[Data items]
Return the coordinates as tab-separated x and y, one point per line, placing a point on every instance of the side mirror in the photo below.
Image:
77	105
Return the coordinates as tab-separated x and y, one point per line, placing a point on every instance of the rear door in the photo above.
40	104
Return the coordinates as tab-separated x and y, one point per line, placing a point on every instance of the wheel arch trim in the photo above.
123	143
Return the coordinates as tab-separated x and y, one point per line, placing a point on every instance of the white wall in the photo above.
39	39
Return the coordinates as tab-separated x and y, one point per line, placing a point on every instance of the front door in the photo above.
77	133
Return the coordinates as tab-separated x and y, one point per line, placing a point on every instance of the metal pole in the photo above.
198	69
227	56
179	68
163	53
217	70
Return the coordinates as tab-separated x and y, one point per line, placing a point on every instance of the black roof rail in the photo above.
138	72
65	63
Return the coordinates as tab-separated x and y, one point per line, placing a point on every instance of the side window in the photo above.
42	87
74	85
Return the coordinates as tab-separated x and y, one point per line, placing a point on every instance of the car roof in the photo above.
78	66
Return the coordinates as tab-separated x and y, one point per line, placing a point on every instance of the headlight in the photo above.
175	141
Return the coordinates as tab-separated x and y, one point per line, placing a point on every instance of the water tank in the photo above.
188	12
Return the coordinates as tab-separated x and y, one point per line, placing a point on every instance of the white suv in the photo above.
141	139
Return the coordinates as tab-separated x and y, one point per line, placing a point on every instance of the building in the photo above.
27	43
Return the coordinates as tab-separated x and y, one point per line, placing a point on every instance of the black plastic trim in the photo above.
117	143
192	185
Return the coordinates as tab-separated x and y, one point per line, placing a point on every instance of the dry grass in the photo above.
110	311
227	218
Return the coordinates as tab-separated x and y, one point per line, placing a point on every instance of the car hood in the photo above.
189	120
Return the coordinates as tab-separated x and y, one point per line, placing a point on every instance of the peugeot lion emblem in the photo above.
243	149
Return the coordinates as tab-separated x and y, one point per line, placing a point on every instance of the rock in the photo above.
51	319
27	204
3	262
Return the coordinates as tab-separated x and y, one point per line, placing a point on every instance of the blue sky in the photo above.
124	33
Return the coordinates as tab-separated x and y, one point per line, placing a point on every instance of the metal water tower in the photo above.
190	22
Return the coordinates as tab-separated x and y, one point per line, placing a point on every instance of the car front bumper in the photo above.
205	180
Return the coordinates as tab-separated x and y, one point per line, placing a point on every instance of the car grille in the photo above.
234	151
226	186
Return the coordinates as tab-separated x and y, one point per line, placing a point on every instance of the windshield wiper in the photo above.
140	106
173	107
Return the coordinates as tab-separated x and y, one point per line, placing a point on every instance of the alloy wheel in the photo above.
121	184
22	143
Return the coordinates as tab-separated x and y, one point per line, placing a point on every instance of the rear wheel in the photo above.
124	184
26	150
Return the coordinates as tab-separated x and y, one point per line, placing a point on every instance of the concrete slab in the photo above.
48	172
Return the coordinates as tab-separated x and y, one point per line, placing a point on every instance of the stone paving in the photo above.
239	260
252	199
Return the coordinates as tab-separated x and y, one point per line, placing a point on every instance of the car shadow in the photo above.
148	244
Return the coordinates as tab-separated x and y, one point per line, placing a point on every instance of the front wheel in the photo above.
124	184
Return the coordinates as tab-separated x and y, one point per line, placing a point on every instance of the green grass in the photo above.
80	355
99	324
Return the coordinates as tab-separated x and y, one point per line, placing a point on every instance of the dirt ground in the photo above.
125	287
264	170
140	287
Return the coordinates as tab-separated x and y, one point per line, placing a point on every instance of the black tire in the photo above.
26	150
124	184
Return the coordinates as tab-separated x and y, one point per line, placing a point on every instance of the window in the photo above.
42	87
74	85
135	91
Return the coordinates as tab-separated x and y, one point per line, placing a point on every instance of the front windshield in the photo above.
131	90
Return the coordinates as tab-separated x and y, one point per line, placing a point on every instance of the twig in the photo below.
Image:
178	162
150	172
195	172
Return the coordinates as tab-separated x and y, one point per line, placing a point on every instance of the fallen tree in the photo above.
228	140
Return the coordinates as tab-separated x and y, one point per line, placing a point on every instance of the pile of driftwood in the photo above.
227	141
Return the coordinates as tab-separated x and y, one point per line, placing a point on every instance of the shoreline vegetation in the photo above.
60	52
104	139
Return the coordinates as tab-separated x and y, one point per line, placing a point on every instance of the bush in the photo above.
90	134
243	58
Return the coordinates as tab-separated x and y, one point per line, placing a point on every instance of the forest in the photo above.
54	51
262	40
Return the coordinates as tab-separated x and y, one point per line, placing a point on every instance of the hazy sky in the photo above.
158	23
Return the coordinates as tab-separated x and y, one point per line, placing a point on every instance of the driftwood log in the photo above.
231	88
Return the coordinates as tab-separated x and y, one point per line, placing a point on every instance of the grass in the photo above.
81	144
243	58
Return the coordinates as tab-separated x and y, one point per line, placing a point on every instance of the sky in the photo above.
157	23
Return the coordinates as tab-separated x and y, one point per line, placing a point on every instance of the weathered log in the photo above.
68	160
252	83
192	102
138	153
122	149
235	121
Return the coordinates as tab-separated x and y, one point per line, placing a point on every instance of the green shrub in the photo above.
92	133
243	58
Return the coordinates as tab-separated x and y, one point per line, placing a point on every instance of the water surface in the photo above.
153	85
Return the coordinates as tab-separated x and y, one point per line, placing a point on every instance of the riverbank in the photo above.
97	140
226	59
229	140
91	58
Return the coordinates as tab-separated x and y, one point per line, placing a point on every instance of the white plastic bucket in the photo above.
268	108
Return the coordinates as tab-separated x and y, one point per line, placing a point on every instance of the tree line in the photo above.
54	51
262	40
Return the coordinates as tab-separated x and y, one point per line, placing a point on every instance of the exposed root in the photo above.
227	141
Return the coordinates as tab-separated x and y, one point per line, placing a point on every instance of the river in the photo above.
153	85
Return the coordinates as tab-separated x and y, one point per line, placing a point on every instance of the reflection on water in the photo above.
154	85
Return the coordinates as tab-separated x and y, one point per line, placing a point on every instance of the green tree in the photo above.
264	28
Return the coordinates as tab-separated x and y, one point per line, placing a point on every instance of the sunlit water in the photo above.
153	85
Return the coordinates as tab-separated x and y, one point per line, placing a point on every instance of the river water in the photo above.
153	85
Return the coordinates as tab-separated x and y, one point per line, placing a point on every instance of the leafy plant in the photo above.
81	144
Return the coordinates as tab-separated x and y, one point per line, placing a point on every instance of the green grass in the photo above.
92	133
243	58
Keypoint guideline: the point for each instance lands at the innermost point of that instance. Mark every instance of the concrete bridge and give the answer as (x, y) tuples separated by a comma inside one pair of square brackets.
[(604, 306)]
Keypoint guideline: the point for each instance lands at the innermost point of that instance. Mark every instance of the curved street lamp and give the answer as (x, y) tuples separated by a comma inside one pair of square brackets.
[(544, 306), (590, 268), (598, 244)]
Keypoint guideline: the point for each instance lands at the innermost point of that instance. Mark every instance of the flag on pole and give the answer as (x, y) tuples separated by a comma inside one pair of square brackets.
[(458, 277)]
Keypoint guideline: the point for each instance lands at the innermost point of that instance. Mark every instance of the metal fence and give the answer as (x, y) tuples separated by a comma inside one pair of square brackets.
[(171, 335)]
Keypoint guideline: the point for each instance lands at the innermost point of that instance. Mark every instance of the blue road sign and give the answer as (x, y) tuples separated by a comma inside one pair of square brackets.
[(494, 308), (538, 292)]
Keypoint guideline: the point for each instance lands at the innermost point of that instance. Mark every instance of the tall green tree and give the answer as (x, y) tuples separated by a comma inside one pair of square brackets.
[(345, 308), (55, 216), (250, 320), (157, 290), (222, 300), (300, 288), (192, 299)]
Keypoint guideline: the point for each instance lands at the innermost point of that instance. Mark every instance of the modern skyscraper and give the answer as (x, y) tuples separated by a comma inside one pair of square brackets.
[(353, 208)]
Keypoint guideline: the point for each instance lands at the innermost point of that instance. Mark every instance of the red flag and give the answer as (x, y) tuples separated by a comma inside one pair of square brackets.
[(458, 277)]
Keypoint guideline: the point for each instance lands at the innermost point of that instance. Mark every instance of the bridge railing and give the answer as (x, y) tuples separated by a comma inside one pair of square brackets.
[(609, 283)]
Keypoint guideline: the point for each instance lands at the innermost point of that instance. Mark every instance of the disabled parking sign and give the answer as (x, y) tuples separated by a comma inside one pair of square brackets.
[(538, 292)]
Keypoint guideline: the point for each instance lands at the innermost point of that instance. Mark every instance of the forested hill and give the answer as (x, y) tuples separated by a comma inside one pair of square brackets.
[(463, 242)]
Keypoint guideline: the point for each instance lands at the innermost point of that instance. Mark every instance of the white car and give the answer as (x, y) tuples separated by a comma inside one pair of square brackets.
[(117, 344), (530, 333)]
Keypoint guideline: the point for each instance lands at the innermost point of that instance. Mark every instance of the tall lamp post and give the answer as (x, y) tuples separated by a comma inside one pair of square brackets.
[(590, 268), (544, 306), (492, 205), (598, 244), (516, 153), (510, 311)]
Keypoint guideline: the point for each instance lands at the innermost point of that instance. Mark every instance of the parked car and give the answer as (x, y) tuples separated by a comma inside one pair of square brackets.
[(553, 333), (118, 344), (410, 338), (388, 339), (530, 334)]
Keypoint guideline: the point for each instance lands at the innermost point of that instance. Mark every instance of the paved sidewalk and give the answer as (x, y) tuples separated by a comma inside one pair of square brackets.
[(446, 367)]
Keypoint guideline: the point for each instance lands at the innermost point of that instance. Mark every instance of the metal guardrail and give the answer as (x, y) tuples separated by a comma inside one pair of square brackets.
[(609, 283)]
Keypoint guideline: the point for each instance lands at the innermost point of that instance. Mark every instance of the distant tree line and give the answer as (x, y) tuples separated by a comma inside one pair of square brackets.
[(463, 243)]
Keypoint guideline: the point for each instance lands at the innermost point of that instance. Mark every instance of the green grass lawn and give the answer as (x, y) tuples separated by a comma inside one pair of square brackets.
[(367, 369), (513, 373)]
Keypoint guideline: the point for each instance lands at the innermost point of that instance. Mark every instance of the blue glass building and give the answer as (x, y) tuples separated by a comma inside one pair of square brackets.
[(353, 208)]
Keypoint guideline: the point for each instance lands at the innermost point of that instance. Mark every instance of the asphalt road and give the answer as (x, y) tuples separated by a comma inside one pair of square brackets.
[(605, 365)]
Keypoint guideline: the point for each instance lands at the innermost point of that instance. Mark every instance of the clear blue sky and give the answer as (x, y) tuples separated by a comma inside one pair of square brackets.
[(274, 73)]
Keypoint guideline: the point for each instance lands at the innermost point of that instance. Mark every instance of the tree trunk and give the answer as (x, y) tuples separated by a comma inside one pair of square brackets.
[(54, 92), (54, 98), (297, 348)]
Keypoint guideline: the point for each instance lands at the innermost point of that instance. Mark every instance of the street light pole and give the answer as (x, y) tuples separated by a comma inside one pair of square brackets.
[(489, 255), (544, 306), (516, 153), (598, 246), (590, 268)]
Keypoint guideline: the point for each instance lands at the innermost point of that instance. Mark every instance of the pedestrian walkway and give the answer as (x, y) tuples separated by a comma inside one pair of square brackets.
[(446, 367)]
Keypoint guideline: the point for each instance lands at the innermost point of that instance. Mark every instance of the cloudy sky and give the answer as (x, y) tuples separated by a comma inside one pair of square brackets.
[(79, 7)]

◆ What to do ◆
Report how many lines in this data include the string "below", and nothing else.

◆ Your solution ◆
2